--- Source ---

Lickilicky meanwhile is pinker, taking advantage of the DS lite
 
To be fair, they were still working with disposable battery power and heavily valued the battery life. Backlights were possible back then, but those ate through the battery life and used even more batteries. The Sega Game Gear, for example, only had a max battery life of 5 hours and used 6 AA batteries. The GBA was also still functionally a portable SNES with some extra bells and whistles. That's honestly pretty good.

Though the GBA is admittedly a bit weird from a first-party perspective. No new traditional 2D Mario game, lots of SNES ports, and the system only lasted for 3 years before the DS effectively supplanted it.
The Game Gear (and Atari Lynx!) were ELEVEN YEARS OLD when Nintendo released the GBA. Yes I know a core pillar of the Game Boy line's design was "making the most of low-spec hardware," but that kind of time span was an eternity at that specific moment and the lack of a backlight in the 21st century was a decision that drew criticism from pretty much every outlet at the time, especially since Nintendo had already released a Game Boy variant with a backlight. And even putting aside the lack of backlight itself, the GBA was somehow even harder to see than the Game Boy Color. I couldn't tell you the technical reason for that but it literally felt like they were going backward in screen tech.

--- Source material ---

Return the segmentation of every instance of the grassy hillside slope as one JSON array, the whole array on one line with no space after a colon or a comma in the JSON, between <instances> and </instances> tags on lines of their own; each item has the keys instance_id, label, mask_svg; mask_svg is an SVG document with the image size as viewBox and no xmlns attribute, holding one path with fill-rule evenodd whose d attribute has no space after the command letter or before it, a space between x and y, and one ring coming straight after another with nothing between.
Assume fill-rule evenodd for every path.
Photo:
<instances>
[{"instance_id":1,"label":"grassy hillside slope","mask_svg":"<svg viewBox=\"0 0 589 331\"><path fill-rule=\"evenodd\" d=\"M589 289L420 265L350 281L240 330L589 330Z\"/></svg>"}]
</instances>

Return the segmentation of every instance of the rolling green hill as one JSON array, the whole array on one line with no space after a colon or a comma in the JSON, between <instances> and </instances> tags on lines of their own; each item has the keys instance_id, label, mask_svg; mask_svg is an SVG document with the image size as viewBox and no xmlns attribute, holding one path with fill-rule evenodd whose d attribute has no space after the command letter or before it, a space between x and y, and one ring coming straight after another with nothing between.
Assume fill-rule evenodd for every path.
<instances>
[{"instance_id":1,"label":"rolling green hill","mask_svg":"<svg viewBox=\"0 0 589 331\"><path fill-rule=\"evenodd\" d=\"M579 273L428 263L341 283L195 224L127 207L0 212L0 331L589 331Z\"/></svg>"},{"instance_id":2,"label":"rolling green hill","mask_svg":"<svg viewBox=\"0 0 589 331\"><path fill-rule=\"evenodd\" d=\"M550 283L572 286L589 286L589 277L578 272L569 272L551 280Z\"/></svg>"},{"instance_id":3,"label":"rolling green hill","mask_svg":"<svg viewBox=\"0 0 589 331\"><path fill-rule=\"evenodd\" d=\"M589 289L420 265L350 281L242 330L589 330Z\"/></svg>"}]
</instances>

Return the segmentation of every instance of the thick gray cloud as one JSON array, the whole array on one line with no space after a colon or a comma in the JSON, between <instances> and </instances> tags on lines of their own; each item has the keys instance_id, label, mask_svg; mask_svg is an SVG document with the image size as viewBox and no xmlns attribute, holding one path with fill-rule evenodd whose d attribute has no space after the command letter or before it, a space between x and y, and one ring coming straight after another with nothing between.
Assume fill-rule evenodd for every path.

---

Challenge A
In the handheld-console text, how many AA batteries did the Sega Game Gear use?
Challenge B
Print the lines of the records starting with the line that contains "Return the segmentation of every instance of the thick" and going on through the end of the records.
The handheld-console text and the records are unrelated material.

Complete output A
Six.

Complete output B
Return the segmentation of every instance of the thick gray cloud as one JSON array, the whole array on one line with no space after a colon or a comma in the JSON, between <instances> and </instances> tags on lines of their own; each item has the keys instance_id, label, mask_svg; mask_svg is an SVG document with the image size as viewBox and no xmlns attribute, holding one path with fill-rule evenodd whose d attribute has no space after the command letter or before it, a space between x and y, and one ring coming straight after another with nothing between.
Assume fill-rule evenodd for every path.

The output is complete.